*Données fournies*.
##############################
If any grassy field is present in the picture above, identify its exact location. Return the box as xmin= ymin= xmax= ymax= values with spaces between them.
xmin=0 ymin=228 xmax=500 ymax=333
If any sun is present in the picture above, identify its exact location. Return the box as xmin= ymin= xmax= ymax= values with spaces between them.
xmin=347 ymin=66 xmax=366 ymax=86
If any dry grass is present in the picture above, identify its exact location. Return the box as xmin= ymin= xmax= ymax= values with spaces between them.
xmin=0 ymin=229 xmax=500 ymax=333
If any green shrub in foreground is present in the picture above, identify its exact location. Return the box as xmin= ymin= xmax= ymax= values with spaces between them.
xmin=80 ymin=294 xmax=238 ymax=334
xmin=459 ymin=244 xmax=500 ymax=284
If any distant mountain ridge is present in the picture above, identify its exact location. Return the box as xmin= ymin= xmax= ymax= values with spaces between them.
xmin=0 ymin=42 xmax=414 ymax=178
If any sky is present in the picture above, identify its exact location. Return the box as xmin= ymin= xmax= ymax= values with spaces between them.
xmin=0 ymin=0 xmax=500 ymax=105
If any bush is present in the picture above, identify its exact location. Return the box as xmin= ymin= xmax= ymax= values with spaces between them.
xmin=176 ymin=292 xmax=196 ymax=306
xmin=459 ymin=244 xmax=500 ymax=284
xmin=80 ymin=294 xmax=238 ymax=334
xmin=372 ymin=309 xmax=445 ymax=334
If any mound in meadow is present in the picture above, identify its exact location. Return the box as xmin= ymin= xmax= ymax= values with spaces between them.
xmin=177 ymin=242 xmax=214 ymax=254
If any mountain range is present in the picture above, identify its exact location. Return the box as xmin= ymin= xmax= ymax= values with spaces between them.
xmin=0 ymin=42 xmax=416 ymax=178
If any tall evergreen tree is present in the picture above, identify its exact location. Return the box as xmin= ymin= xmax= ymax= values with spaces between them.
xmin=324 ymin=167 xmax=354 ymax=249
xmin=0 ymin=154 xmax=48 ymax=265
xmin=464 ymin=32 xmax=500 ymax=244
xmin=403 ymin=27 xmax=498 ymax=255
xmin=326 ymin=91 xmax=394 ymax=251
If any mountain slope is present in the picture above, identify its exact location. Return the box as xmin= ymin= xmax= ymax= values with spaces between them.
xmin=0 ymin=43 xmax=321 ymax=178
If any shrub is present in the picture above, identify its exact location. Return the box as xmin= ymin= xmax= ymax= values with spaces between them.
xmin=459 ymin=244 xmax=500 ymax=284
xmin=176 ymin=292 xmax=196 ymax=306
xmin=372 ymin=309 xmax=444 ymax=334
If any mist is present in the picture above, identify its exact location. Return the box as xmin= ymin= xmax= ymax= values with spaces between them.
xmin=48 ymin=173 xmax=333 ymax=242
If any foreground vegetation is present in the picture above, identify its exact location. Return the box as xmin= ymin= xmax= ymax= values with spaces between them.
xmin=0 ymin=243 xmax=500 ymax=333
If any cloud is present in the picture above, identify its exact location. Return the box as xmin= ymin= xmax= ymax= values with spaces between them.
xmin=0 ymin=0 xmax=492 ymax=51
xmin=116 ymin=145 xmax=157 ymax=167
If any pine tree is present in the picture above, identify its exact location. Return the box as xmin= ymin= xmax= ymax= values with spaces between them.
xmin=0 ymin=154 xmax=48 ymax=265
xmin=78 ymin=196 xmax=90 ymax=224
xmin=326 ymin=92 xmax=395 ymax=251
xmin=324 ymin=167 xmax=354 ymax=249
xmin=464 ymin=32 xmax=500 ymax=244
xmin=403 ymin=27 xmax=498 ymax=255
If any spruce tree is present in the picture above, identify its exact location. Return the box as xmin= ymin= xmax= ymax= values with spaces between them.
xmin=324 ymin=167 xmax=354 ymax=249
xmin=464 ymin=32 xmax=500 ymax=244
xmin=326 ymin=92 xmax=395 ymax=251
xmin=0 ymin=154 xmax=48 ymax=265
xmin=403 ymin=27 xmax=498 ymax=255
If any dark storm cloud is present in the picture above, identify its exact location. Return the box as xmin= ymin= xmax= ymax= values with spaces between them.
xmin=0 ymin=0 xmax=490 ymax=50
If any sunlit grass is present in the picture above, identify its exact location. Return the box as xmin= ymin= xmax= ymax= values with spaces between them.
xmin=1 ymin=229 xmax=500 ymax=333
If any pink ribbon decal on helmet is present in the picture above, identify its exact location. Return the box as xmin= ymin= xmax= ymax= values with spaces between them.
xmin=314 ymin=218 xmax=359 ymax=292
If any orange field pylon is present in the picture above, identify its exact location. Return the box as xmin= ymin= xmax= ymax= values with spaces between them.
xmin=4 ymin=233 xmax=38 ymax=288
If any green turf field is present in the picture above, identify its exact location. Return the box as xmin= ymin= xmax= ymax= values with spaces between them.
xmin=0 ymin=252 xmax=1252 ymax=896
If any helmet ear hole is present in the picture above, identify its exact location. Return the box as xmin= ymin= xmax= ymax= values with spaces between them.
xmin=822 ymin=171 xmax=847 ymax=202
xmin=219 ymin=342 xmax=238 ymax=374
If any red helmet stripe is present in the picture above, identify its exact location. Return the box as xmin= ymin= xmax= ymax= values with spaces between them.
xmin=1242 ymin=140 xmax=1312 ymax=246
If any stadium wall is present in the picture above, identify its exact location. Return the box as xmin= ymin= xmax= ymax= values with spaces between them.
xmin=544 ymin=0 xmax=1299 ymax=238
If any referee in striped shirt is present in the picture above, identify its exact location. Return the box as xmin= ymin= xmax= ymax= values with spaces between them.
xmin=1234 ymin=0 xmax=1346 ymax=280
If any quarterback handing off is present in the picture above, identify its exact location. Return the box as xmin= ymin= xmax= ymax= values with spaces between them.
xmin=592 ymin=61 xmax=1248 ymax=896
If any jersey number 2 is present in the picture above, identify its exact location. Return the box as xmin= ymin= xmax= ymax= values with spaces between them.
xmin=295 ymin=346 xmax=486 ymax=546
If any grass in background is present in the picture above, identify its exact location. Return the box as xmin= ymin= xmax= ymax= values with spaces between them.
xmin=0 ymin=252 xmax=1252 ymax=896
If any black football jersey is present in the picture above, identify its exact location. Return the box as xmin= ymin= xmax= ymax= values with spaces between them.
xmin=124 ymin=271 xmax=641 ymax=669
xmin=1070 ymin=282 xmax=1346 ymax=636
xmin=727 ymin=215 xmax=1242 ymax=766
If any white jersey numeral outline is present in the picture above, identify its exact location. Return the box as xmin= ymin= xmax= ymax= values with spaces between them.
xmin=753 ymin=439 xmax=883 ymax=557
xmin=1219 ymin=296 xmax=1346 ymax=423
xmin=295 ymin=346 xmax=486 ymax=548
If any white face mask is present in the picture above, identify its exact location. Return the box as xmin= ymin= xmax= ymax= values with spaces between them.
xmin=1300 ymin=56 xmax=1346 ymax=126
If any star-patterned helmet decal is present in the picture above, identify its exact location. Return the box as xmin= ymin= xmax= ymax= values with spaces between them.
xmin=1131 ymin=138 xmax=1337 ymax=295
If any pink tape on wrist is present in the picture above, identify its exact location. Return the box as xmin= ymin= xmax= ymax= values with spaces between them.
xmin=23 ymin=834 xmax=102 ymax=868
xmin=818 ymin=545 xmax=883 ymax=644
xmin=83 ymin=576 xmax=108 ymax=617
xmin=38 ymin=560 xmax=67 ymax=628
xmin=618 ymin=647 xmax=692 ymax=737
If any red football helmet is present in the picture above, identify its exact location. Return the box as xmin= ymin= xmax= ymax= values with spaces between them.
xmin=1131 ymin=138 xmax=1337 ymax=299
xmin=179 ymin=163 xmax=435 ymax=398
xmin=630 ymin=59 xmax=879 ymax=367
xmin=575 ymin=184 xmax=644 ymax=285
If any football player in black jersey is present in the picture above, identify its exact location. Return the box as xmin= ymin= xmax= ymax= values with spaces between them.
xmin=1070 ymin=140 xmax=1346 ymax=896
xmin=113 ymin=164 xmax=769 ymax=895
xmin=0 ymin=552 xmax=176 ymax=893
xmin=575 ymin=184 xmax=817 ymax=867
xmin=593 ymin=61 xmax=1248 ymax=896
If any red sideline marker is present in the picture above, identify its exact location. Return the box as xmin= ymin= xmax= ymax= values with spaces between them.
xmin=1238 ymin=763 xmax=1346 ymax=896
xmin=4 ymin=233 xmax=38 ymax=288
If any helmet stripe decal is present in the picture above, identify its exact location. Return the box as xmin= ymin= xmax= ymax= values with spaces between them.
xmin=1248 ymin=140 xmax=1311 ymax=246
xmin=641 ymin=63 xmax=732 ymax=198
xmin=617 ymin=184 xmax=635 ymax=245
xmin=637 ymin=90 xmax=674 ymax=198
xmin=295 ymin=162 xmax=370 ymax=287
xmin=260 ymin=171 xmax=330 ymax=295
##############################
*Consigne*. Remplacez « meadow » par « pasture » dans les lignes allant de celle qui contient « If any mound » à celle qui contient « xmin=0 ymin=42 xmax=416 ymax=178 », et recopiez-les sans rien changer d'autre, s'il vous plaît.

*Résultat ci-dessous*.
If any mound in pasture is present in the picture above, identify its exact location. Return the box as xmin= ymin= xmax= ymax= values with spaces between them.
xmin=177 ymin=242 xmax=214 ymax=254
If any mountain range is present in the picture above, identify its exact location. Return the box as xmin= ymin= xmax= ymax= values with spaces between them.
xmin=0 ymin=42 xmax=416 ymax=178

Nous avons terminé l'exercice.